- Records for the exercise -
---
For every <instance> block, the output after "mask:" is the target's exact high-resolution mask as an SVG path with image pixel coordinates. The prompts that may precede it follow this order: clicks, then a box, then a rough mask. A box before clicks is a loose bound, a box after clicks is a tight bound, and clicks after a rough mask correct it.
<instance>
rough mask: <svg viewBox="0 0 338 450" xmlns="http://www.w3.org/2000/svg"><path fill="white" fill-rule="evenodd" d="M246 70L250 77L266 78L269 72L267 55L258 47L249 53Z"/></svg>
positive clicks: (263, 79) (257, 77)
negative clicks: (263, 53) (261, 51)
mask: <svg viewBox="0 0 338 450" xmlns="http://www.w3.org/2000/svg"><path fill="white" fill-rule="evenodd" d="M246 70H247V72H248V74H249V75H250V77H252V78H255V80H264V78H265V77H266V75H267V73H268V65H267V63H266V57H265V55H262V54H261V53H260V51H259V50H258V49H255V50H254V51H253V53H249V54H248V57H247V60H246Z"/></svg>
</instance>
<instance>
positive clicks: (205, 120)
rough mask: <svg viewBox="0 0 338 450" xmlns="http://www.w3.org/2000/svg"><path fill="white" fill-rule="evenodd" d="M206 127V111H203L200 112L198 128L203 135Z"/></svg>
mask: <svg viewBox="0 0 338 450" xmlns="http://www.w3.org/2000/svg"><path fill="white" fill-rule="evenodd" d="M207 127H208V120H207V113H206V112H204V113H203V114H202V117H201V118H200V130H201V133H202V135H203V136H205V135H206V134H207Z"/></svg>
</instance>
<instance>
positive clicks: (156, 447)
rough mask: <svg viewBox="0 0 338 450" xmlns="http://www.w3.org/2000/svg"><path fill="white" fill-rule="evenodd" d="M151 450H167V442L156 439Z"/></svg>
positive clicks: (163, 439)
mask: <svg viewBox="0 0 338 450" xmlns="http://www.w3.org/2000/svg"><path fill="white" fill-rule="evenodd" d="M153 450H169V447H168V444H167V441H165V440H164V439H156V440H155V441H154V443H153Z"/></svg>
---
- Directions for this task -
Would you repeat each of the lines above exactly?

- Written answer -
For every <instance> block, the output after "mask:" is the target's exact high-resolution mask as an SVG path with image pixel coordinates. The prompts that may precede it follow this order: clicks, then a box, then a rough mask. A box before clicks is a loose bound, a box after clicks is a tight bound, and clicks after a rough mask correct it.
<instance>
rough mask: <svg viewBox="0 0 338 450" xmlns="http://www.w3.org/2000/svg"><path fill="white" fill-rule="evenodd" d="M246 70L250 77L266 78L269 72L267 55L258 47L249 53Z"/></svg>
positive clicks: (263, 79) (257, 77)
negative clicks: (263, 53) (261, 51)
mask: <svg viewBox="0 0 338 450" xmlns="http://www.w3.org/2000/svg"><path fill="white" fill-rule="evenodd" d="M246 70H247V72H248V74H249V75H250V77H252V78H255V80H264V78H265V77H266V75H267V73H268V65H267V63H266V57H265V55H262V54H261V53H260V51H259V50H258V49H255V50H254V51H253V53H249V54H248V57H247V60H246Z"/></svg>
</instance>
<instance>
positive clicks: (205, 120)
rough mask: <svg viewBox="0 0 338 450" xmlns="http://www.w3.org/2000/svg"><path fill="white" fill-rule="evenodd" d="M206 127V111H203L200 112L198 128L203 135Z"/></svg>
mask: <svg viewBox="0 0 338 450" xmlns="http://www.w3.org/2000/svg"><path fill="white" fill-rule="evenodd" d="M207 127H208V120H207V113H206V112H204V113H203V114H202V117H201V118H200V130H201V133H202V135H203V136H205V135H206V134H207Z"/></svg>
</instance>
<instance>
positive clicks: (156, 447)
rough mask: <svg viewBox="0 0 338 450" xmlns="http://www.w3.org/2000/svg"><path fill="white" fill-rule="evenodd" d="M151 450H167V442L156 439Z"/></svg>
positive clicks: (163, 439)
mask: <svg viewBox="0 0 338 450" xmlns="http://www.w3.org/2000/svg"><path fill="white" fill-rule="evenodd" d="M153 450H169V447H168V444H167V441H165V440H164V439H156V440H155V441H154V443H153Z"/></svg>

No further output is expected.